■ REQUIREMENT ■
Below are records; output all of them exactly.

■ INPUT FOR THIS TASK ■
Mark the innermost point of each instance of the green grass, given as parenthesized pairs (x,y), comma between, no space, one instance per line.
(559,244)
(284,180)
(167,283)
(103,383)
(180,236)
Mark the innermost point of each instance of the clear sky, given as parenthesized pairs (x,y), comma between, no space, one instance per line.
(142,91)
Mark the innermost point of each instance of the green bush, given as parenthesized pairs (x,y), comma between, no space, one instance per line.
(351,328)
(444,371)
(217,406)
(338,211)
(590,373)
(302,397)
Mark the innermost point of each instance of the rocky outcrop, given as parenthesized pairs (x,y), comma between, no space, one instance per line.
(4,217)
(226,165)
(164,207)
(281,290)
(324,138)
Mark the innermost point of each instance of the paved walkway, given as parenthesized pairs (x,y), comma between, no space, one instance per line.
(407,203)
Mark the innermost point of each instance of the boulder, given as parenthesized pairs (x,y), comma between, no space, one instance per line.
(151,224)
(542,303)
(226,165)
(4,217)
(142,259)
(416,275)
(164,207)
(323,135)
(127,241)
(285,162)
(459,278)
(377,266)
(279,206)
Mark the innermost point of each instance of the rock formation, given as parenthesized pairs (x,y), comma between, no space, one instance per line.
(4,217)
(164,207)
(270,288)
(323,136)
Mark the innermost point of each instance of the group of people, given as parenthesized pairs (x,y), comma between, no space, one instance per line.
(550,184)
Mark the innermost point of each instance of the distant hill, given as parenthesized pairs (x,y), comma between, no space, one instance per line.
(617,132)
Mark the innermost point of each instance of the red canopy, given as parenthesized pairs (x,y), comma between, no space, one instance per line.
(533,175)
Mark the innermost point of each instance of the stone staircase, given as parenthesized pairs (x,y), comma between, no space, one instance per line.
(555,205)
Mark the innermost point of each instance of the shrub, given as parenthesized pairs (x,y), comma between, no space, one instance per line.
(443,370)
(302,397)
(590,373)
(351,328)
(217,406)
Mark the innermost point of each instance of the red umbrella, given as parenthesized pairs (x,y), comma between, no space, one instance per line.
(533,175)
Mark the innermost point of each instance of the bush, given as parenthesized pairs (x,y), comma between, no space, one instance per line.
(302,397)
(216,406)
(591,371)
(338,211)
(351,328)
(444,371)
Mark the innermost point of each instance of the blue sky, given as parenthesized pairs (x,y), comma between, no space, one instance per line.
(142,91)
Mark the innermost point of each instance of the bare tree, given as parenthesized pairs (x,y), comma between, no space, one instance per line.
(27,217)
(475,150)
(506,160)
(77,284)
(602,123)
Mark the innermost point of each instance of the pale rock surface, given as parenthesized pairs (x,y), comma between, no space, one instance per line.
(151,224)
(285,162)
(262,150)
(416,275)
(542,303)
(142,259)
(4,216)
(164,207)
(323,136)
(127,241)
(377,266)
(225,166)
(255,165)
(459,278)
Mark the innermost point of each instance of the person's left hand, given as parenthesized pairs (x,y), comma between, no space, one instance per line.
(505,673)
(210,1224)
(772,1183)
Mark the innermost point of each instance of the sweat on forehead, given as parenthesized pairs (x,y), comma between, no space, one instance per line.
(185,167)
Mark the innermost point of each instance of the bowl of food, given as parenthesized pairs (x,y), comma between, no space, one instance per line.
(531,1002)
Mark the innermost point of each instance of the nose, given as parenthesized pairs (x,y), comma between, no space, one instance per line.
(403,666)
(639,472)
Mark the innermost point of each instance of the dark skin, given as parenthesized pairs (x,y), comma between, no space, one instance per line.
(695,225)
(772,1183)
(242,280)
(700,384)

■ RESPONSE TO THIS TASK ■
Mark the innermost point of each instance of the green grass, given as parenthesized pairs (x,y), comma between, no space, one instance per line.
(559,244)
(284,180)
(167,283)
(103,383)
(180,236)
Mark the innermost point of each instance of the clear sky, given as parenthesized pairs (x,y), comma between, no space, one instance per line.
(142,91)
Mark the innermost point of each instance of the green bush, given as parenthesized pairs (x,y), comma between, no space, one instance per line.
(351,328)
(444,371)
(217,406)
(338,211)
(590,373)
(302,397)
Mark the innermost point of each instance of the rocky outcrop, given as parenthesized pairs (x,y), comma between, no space, one instance per line.
(4,217)
(226,165)
(164,207)
(281,290)
(324,138)
Mark the innermost point of each instance of the paved walkway, given as parenthesized pairs (x,y), comma between, no space, one instance per line.
(407,203)
Mark the innermost point of each instance of the boulder, given as parenthesized pairs (x,y), comma between, no space, one instance per line.
(151,224)
(542,303)
(226,165)
(4,217)
(142,259)
(416,275)
(164,207)
(323,135)
(127,241)
(285,162)
(459,278)
(377,266)
(279,206)
Mark the innermost point of each instance of the rock formation, given as parenthesized pairs (x,y), comma between, no space, one instance per line.
(4,217)
(164,207)
(270,288)
(323,136)
Mark the innermost point of each instance of the group of people, given as parenthesized pairs (x,y), comma between, no space, one instance per line.
(550,184)
Mark the innermost point of each instance of the distant hill, given as parenthesized pairs (x,y), comma between, no space, one instance per line.
(617,132)
Mark the innermost point of each instance of the red canopy, given as parenthesized pairs (x,y), comma between, no space, one instance per line.
(533,175)
Mark the innermost point of each instance of the stone staircase, given as parenthesized pairs (x,y), comma between, no space, one instance per line.
(555,205)
Mark the innermost point of each instance of the shrub, given as parenthesized pairs (x,y), comma between, no space, one instance per line.
(443,370)
(302,397)
(590,373)
(351,328)
(217,406)
Mark the innermost point of each instance of the red umbrella, given as parenthesized pairs (x,y), comma between, no space, one instance per line.
(533,175)
Mark the innermost point of each instance of the bush, given as parenthesized pairs (x,y), comma between, no space, one instance per line.
(302,397)
(216,406)
(591,371)
(338,211)
(351,328)
(444,371)
Mark the innermost point of each instance of the blue sky, given as parenthesized pairs (x,y), comma between, no space, one instance per line.
(142,91)
Mark the innermost point of each instance of the bare tree, given as parenthesized pairs (x,y), comma between, no space, one instance per line.
(27,217)
(475,150)
(506,160)
(77,284)
(602,123)
Mark the innermost point of each instance of the pale rock surface, given as parenthesized pairs (x,y), comma between, no space, one instance per line.
(151,224)
(285,162)
(262,150)
(416,275)
(542,303)
(142,259)
(4,216)
(164,207)
(323,136)
(127,241)
(377,266)
(225,166)
(255,165)
(459,278)
Mark the innermost point of each instance of the person's left hand, given as parenthesized pairs (x,y), comma between, no space, one instance per line.
(505,673)
(210,1224)
(772,1183)
Mark the innermost point of each instance of the sweat on forehead, given as parenthesized pairs (x,y), comma between, no space, one instance per line.
(185,167)
Mark the innermost point of each instance of the bowl of food, given as parenthesized pairs (x,y), comma between, no space, one instance per line.
(531,1002)
Mark the innermost point of each instance of the nose, given as parenthesized pairs (x,y), comma between, no space, one instance per line.
(403,666)
(639,472)
Mark the innermost point of each instance of the dark skin, given as parenthesized pairs (x,y), comma between, no space, one instance per line.
(695,225)
(772,1183)
(242,280)
(700,384)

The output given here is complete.